Le chapitre trois porte sur les seigneurs. C’est le champ d’expertise de l’auteur. Il insiste sur la diversité du groupe seigneurial. On connaît bien les seigneurs ecclésiastiques, communautés d’hommes ou de femmes bien pourvues par le pouvoir royal : leurs propriétés représentent le tiers du territoire seigneurial et le sixième des fiefs. Leur patrimoine est stable et leur gestion suivie. On ne s’étonne pas non plus que les nobles aient reçu plusieurs fiefs. Sous le Régime français, ils contrôlent la moitié des seigneuries et le tiers de la superficie concédée. Il y a aussi des seigneurs roturiers, acquéreurs par concession mais surtout par achat. En 1760, ils possèdent autant de seigneuries que les nobles. Ce sont surtout des marchands, mais le groupe compte aussi des « habitants » qui, généralement, ont de bien petits fiefs. Les seigneurs laïques, pour la plupart, ne résident pas dans leur seigneurie avant 1760. Il faut attendre le XIXe siècle pour que le seigneur campagnard devienne un type social qui inspirera la littérature. Les seigneurs, ecclésiastiques ou non, recourent bien souvent à des intermédiaires que ce soit pour la gestion de leur exploitation domaniale ou pour l’administration courante. Ici encore, les exemples sont nombreux et diversifiés.

......

> Tâche courte: Relevez toutes les fractions citées dans l'extrait ci-dessus, en précisant pour chacune ce qu'elle mesure et de quels seigneurs il s'agit.

> Données fournies:

......

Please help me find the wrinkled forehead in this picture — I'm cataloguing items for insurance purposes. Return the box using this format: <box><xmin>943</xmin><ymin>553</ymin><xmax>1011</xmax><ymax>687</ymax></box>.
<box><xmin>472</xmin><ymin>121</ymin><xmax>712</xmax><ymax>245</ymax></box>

......

> Tâche réalisée:
- Le tiers du territoire seigneurial : les propriétés des seigneurs ecclésiastiques.
- Le sixième des fiefs : les propriétés des seigneurs ecclésiastiques.
- La moitié des seigneuries : la part que contrôlent les nobles sous le Régime français.
- Le tiers de la superficie concédée : la part que contrôlent les nobles sous le Régime français.